Point-based annotation data:
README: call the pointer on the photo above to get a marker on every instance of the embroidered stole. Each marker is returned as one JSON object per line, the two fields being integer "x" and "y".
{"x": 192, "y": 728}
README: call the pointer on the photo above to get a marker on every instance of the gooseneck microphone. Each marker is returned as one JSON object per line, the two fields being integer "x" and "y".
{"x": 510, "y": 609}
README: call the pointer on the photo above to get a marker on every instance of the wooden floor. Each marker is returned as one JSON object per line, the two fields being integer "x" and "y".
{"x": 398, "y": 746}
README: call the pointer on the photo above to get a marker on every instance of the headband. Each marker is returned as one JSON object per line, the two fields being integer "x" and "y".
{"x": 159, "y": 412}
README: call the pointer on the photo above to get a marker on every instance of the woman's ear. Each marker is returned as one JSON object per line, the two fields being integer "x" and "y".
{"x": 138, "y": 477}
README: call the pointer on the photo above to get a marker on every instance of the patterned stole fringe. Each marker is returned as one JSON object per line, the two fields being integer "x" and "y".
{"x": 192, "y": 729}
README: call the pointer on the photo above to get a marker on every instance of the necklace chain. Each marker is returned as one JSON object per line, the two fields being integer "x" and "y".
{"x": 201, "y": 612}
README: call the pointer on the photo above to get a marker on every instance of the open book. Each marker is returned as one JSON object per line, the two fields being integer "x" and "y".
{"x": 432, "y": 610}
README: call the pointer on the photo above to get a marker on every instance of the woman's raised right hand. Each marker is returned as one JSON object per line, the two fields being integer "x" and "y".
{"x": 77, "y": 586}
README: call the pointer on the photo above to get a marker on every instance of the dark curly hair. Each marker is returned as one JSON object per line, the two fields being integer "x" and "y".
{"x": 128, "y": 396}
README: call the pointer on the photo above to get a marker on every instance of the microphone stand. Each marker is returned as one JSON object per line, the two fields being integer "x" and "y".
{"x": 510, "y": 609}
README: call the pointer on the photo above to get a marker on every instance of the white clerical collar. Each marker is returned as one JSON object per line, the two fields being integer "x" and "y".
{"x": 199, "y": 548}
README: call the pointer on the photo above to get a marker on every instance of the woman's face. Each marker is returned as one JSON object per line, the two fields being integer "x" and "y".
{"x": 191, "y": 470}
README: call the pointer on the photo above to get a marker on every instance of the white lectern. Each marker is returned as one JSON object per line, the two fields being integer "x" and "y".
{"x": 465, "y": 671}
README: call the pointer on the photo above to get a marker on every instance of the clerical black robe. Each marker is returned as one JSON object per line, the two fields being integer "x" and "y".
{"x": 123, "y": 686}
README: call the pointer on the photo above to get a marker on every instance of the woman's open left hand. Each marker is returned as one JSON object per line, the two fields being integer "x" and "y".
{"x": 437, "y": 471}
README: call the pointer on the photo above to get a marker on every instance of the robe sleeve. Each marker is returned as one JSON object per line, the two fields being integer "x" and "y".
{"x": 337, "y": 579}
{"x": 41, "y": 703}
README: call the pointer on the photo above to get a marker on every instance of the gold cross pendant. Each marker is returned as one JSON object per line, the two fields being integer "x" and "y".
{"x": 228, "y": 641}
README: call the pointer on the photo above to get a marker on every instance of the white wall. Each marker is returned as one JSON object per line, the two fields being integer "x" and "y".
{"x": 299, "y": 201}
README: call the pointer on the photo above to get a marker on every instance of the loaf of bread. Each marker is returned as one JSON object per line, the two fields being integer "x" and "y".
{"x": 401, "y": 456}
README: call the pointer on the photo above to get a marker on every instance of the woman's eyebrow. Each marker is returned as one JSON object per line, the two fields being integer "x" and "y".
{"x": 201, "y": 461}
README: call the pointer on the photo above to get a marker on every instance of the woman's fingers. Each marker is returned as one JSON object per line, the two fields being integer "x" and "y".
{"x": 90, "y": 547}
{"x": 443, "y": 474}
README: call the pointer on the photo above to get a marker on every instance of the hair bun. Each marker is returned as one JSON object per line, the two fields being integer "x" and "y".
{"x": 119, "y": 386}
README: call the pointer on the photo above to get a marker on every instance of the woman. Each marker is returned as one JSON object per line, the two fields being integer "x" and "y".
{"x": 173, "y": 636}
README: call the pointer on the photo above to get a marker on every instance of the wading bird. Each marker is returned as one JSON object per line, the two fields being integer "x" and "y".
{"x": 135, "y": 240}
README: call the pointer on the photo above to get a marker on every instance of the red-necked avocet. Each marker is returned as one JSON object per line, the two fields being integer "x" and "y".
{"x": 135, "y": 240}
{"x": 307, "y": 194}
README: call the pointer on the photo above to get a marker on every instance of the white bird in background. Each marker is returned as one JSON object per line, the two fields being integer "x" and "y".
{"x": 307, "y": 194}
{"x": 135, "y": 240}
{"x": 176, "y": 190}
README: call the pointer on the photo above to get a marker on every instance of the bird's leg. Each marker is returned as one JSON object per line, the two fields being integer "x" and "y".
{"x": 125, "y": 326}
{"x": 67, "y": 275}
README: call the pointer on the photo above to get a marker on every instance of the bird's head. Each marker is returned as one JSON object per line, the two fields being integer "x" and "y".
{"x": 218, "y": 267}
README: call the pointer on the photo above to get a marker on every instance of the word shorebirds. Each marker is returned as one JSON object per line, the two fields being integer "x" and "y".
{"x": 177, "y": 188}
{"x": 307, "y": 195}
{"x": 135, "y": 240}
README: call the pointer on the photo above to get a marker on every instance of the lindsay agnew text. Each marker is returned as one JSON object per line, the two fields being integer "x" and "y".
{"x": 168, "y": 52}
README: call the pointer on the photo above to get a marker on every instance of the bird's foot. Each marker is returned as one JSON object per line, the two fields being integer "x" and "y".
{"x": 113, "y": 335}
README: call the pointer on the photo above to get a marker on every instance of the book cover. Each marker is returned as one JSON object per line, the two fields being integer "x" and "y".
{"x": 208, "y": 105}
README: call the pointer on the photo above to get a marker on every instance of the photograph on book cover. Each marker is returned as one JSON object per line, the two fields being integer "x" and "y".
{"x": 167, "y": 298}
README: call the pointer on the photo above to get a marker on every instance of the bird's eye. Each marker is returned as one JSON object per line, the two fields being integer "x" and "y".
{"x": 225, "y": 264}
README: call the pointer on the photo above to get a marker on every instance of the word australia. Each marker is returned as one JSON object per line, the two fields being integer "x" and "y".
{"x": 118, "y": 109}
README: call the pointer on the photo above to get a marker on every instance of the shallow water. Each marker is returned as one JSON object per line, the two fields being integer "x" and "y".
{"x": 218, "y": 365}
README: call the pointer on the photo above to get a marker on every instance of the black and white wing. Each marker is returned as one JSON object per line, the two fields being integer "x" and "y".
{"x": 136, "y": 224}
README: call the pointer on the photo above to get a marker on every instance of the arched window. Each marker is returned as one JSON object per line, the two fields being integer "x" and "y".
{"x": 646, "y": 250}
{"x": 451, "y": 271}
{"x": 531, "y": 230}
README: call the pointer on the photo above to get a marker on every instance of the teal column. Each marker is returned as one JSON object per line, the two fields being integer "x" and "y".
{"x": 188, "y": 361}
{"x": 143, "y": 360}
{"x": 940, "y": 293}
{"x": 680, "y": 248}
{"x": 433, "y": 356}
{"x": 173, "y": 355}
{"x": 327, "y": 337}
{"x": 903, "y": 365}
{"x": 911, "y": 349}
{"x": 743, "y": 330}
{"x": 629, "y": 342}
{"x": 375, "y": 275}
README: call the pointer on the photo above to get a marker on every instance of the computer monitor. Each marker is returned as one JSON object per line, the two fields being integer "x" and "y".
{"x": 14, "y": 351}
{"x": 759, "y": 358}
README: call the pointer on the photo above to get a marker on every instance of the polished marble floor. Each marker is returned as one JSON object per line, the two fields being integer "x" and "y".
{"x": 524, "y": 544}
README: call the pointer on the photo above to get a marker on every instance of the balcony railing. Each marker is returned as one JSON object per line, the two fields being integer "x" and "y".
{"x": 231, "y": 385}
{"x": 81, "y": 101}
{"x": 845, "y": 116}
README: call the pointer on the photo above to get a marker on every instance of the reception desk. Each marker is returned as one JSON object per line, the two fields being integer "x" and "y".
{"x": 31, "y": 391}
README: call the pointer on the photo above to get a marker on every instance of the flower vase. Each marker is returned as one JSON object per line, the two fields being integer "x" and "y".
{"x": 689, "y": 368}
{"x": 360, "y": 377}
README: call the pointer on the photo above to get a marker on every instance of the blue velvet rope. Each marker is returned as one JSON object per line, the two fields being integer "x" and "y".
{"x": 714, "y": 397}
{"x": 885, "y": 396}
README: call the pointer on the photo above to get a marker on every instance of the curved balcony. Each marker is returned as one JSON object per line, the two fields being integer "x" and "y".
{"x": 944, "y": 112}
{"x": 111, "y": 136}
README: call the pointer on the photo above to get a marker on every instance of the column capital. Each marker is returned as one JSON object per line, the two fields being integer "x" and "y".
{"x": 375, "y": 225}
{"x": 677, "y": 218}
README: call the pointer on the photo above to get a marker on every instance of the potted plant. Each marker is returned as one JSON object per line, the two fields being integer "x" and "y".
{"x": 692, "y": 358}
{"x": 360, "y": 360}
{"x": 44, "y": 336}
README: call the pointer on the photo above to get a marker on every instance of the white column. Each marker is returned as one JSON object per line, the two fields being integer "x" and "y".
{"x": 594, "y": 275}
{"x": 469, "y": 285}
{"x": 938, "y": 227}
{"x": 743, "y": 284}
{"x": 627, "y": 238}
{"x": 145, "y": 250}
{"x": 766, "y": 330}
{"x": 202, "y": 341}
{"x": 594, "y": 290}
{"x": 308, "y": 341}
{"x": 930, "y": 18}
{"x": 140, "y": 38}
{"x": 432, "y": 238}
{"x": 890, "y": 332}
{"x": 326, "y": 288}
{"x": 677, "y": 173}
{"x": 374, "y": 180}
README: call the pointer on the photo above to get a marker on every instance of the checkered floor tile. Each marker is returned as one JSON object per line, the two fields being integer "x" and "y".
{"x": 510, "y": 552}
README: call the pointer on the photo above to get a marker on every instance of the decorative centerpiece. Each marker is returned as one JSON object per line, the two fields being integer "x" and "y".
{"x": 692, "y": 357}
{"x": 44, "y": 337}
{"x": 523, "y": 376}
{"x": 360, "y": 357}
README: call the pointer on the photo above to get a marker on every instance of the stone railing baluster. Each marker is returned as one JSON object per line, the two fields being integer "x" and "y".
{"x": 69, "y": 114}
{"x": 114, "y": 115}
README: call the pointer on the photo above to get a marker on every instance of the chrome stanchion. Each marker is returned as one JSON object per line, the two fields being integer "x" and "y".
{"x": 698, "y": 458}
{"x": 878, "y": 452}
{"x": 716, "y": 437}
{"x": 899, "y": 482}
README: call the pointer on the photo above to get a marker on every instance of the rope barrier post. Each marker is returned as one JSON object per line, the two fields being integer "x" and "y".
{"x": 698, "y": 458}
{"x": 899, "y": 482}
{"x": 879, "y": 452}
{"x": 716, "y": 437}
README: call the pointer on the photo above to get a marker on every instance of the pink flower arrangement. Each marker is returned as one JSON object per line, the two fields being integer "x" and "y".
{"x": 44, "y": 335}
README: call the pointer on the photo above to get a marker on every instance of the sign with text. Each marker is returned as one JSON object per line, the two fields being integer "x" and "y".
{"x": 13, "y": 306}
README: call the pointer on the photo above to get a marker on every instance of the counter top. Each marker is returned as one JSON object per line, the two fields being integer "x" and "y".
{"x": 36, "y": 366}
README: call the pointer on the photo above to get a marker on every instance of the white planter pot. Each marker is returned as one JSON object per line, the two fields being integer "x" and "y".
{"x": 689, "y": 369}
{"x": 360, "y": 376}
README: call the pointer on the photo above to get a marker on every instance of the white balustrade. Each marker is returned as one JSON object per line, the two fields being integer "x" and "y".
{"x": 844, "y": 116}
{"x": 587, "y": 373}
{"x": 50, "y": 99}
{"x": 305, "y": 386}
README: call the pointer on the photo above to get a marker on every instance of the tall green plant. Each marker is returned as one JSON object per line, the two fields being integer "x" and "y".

» **Written problem**
Exactly repeat the lines from the line that contains "of the rope" to the end of the entries, both included, and leave out all other lines.

» **The solution**
README: call the pointer on the photo above to get a marker on every instance of the rope barrier post. Each marker is returned as one JSON object per line, the two fields being integer "x" and "y".
{"x": 698, "y": 458}
{"x": 899, "y": 482}
{"x": 879, "y": 452}
{"x": 716, "y": 437}
README: call the pointer on the photo above to get a marker on every instance of the pink flower arrangement. Each marker is returned as one JSON object per line, the two fields being integer "x" and "y".
{"x": 44, "y": 335}
README: call the pointer on the photo above to get a marker on every instance of the sign with text. Each marker is returned as one JSON object per line, the two fields being integer "x" and "y".
{"x": 13, "y": 306}
README: call the pointer on the photo above to get a marker on every instance of the counter top. Each marker is returned as one JSON object per line, the two fields being integer "x" and "y".
{"x": 36, "y": 366}
README: call the pointer on the photo above to get a marker on every instance of the white planter pot. Each marker is returned as one JSON object per line, the two fields being integer "x" and "y".
{"x": 689, "y": 369}
{"x": 360, "y": 376}
README: call the pointer on the photo above to get a marker on every instance of the white balustrade. Each marker is returned as one JSON object per line, the two fields being integer "x" and "y".
{"x": 844, "y": 116}
{"x": 587, "y": 373}
{"x": 50, "y": 99}
{"x": 305, "y": 386}
README: call the pointer on the photo above to get a marker on every instance of the tall green plant. Each marker is returned as one JSON object per line, the two fields being integer "x" and "y".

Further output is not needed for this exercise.